Records
--------------------
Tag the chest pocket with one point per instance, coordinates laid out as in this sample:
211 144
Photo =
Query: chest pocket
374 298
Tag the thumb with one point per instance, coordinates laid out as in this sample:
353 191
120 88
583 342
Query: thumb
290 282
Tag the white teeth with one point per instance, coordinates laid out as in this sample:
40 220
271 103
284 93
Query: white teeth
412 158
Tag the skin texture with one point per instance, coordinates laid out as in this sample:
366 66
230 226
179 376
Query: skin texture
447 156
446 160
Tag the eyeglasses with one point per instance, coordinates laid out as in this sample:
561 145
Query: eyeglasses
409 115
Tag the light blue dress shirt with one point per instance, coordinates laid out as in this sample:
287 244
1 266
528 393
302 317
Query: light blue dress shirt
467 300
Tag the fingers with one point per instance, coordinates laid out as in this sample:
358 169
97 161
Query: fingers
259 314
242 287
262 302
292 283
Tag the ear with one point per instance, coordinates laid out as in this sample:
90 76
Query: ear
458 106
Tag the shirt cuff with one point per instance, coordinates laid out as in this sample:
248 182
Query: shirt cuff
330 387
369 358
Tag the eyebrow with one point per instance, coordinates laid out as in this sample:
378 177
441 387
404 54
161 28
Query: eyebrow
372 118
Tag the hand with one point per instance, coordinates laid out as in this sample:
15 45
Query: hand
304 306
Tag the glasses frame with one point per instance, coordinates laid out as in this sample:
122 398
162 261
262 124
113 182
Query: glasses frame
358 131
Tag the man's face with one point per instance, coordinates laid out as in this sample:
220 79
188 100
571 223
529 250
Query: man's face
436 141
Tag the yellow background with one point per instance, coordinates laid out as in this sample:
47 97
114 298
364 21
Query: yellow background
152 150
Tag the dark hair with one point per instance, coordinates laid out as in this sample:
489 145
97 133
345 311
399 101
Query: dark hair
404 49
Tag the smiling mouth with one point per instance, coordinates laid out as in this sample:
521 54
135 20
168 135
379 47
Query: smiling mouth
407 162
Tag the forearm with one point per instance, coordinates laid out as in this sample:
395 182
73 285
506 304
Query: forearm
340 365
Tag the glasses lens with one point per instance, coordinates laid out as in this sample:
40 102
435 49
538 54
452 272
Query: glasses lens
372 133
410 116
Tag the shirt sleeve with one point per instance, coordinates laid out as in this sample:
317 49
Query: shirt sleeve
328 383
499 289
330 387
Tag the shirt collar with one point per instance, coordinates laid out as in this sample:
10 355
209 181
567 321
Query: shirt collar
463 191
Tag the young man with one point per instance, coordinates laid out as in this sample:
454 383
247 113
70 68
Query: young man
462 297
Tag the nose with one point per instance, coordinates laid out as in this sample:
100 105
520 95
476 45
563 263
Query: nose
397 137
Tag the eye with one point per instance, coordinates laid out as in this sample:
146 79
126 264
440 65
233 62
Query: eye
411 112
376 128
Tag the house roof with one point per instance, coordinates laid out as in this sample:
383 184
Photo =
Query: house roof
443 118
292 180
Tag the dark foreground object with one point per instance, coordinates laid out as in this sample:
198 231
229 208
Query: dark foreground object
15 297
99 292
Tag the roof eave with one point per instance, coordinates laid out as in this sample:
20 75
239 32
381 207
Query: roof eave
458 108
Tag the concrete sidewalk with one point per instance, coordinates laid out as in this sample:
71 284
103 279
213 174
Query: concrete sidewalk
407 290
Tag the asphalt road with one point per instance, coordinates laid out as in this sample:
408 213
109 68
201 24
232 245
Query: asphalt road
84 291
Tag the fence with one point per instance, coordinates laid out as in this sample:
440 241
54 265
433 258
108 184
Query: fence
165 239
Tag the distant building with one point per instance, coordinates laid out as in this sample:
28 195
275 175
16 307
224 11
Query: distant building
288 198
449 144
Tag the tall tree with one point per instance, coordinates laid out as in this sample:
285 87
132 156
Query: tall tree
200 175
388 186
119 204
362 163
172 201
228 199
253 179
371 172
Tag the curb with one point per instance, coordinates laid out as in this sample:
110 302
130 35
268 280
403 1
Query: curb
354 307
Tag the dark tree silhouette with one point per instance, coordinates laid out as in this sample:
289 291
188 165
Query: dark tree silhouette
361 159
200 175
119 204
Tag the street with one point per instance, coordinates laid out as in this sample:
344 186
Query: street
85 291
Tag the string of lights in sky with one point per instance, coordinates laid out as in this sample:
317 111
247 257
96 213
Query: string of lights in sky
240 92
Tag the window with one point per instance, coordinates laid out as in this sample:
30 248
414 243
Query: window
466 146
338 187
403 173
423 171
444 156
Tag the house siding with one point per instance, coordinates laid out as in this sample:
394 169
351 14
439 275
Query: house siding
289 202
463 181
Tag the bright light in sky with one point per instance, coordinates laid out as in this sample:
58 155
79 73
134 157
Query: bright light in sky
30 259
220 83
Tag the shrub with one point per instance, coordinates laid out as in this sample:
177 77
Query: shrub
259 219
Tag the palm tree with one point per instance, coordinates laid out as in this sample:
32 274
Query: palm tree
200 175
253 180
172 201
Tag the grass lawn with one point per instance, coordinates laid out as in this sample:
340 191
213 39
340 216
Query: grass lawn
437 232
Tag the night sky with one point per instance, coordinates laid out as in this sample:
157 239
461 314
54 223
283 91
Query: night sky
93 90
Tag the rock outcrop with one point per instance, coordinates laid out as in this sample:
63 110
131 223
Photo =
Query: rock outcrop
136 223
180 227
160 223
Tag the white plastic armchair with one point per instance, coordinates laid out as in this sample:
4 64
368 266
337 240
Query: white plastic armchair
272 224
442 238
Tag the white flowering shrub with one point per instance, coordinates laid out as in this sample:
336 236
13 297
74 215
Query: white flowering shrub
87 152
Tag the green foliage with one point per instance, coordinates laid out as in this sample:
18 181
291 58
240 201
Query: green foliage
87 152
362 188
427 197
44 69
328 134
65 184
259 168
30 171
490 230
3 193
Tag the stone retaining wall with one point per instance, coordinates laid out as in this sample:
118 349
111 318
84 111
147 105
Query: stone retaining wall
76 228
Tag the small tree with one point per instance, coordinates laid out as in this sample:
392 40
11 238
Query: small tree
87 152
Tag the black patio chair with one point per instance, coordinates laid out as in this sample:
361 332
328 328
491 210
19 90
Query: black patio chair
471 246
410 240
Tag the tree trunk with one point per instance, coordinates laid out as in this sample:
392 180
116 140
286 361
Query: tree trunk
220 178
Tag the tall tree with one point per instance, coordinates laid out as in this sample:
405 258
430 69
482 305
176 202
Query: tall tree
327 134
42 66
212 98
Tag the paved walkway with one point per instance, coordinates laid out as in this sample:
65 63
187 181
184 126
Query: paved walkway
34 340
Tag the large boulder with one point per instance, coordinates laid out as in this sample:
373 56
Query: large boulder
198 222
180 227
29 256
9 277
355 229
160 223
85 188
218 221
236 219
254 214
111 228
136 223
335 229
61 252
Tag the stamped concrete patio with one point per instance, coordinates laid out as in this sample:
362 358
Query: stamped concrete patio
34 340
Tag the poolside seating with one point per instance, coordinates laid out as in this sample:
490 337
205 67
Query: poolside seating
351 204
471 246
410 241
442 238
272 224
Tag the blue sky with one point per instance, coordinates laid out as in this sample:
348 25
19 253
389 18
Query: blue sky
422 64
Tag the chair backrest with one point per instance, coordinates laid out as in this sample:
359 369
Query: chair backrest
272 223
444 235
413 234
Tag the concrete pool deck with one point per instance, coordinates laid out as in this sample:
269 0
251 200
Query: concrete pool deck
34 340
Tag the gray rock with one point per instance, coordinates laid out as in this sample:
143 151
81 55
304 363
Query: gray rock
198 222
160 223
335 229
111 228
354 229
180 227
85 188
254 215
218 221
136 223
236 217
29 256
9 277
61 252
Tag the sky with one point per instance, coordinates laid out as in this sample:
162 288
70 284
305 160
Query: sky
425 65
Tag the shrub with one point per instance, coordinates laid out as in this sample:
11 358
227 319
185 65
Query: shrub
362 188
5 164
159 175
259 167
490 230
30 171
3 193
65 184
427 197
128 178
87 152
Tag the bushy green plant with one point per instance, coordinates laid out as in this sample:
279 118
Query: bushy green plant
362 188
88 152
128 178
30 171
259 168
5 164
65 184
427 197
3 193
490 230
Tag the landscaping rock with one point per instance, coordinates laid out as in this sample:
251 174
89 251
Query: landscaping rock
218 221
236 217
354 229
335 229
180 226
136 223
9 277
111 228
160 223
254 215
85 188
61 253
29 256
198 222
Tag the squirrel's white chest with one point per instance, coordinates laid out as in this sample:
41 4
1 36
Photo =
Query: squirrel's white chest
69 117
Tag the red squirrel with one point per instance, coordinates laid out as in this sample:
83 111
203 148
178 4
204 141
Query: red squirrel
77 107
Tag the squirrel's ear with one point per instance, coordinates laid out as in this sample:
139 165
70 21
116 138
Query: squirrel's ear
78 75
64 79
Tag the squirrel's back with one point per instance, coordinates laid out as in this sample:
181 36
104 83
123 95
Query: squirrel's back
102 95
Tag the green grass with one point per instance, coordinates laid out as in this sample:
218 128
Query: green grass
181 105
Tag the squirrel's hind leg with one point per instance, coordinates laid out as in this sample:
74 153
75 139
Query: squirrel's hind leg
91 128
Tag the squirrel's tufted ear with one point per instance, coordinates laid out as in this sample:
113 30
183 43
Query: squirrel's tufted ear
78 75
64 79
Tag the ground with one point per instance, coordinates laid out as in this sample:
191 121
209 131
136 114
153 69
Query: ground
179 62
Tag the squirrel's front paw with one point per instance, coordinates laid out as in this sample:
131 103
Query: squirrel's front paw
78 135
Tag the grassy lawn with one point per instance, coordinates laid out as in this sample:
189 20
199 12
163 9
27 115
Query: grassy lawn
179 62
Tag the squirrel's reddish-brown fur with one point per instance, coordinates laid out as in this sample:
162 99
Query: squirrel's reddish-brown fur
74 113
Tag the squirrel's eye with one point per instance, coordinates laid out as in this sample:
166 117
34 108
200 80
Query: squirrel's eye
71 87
--------------------
Return, word for word, each line from the line that contains "Tag the squirrel's front" to the end of the listing above; include both end lines and nothing else.

Output
Tag the squirrel's front paw with one point per instance, coordinates laid out as in this sample:
131 103
Query: squirrel's front paw
78 135
Tag the grassy lawn with one point per instance, coordinates laid out as in this sample:
189 20
199 12
163 9
27 115
Query: grassy lawn
179 62
Tag the squirrel's reddish-brown fur with one point per instance, coordinates laid out as in this sample:
162 99
Query: squirrel's reddish-brown fur
74 113
Tag the squirrel's eye with one point per instance, coordinates laid out as in this sample:
166 117
34 108
200 80
Query: squirrel's eye
71 87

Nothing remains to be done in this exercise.